Stored records:

──────

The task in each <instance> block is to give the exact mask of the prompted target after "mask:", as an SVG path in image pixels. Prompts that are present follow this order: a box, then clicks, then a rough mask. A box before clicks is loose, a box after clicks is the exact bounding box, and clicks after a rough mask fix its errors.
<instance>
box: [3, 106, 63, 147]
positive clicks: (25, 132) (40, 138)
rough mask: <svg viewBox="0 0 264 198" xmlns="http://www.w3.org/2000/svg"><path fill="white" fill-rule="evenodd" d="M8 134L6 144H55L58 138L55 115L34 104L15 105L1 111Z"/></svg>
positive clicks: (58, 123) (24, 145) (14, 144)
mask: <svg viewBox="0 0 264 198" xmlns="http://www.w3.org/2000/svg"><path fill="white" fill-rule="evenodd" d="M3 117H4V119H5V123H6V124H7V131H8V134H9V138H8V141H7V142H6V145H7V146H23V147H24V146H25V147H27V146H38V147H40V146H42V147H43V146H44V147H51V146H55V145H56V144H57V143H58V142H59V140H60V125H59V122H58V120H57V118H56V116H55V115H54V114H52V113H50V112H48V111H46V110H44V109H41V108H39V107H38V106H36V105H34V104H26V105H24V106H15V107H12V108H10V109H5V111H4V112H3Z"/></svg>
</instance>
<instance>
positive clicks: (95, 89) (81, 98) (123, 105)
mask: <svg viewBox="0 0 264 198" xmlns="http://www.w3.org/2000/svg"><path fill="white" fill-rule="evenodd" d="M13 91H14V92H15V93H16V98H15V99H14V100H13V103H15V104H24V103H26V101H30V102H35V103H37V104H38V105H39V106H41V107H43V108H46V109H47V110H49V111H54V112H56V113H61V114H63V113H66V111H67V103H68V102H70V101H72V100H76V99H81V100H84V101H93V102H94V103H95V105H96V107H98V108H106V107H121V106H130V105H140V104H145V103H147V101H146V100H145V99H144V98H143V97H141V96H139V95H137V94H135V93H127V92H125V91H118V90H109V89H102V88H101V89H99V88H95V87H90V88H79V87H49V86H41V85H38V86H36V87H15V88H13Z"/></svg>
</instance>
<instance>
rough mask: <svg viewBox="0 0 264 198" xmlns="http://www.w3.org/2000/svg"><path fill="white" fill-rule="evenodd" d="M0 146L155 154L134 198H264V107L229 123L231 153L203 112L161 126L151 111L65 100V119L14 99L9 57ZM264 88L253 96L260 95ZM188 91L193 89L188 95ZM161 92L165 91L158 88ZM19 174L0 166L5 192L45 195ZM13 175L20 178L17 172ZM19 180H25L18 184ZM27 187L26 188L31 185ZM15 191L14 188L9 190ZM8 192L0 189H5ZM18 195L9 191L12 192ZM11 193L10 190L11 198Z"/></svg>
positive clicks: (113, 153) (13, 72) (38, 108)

──────

What is needed: Copy down the entries exactly, leaving out no line.

Answer to this problem:
The task in each <instance> block is to give the exact mask of the prompted target after "mask:", as an SVG path in image pixels. Prompts that are present follow this order: a box, then clicks, then a rough mask. A box before clicks is loose, a box after clicks is the exact bounding box, and clicks after a rough mask fix its errors.
<instance>
box: [3, 106, 63, 147]
positive clicks: (25, 132) (40, 138)
rough mask: <svg viewBox="0 0 264 198" xmlns="http://www.w3.org/2000/svg"><path fill="white" fill-rule="evenodd" d="M8 134L6 144H55L58 138L55 115L34 104L15 105L1 111Z"/></svg>
positive clicks: (58, 123) (24, 145) (14, 144)
mask: <svg viewBox="0 0 264 198" xmlns="http://www.w3.org/2000/svg"><path fill="white" fill-rule="evenodd" d="M3 117H4V119H5V123H6V124H7V131H8V134H9V138H8V141H7V142H6V145H7V146H23V147H24V146H25V147H27V146H38V147H40V146H42V147H43V146H44V147H51V146H55V145H56V144H57V143H58V142H59V140H60V125H59V122H58V120H57V118H56V116H55V115H54V114H52V113H50V112H48V111H46V110H44V109H41V108H39V107H38V106H36V105H34V104H26V105H24V106H15V107H12V108H10V109H5V111H4V112H3Z"/></svg>
</instance>
<instance>
positive clicks: (95, 89) (81, 98) (123, 105)
mask: <svg viewBox="0 0 264 198" xmlns="http://www.w3.org/2000/svg"><path fill="white" fill-rule="evenodd" d="M13 91H14V92H15V93H16V98H15V99H14V100H13V103H15V104H24V103H26V101H30V102H35V103H37V104H38V105H39V106H41V107H43V108H46V109H47V110H49V111H54V112H56V113H61V114H63V113H66V111H67V103H68V102H70V101H72V100H76V99H81V100H84V101H93V102H94V103H95V105H96V107H98V108H106V107H121V106H130V105H140V104H145V103H147V101H146V100H145V99H144V98H143V97H141V96H139V95H137V94H135V93H127V92H125V91H118V90H109V89H102V88H101V89H99V88H95V87H90V88H79V87H49V86H41V85H38V86H36V87H15V88H13Z"/></svg>
</instance>
<instance>
rough mask: <svg viewBox="0 0 264 198" xmlns="http://www.w3.org/2000/svg"><path fill="white" fill-rule="evenodd" d="M0 146L155 154L134 198H264V107L229 123L231 153L203 112L161 126L151 111L65 100V119L14 99L9 57ZM264 88L253 96L260 95ZM188 91L193 89L188 95ZM161 92L165 91L158 88ZM19 174L0 166L5 192L45 195ZM13 175L20 178L17 172ZM19 180H25L18 184ZM27 187L26 188L31 185ZM15 191L14 188L9 190ZM8 192L0 189H5ZM18 195L9 191L12 192ZM11 193L10 190L11 198Z"/></svg>
positive clicks: (113, 153) (13, 72) (38, 108)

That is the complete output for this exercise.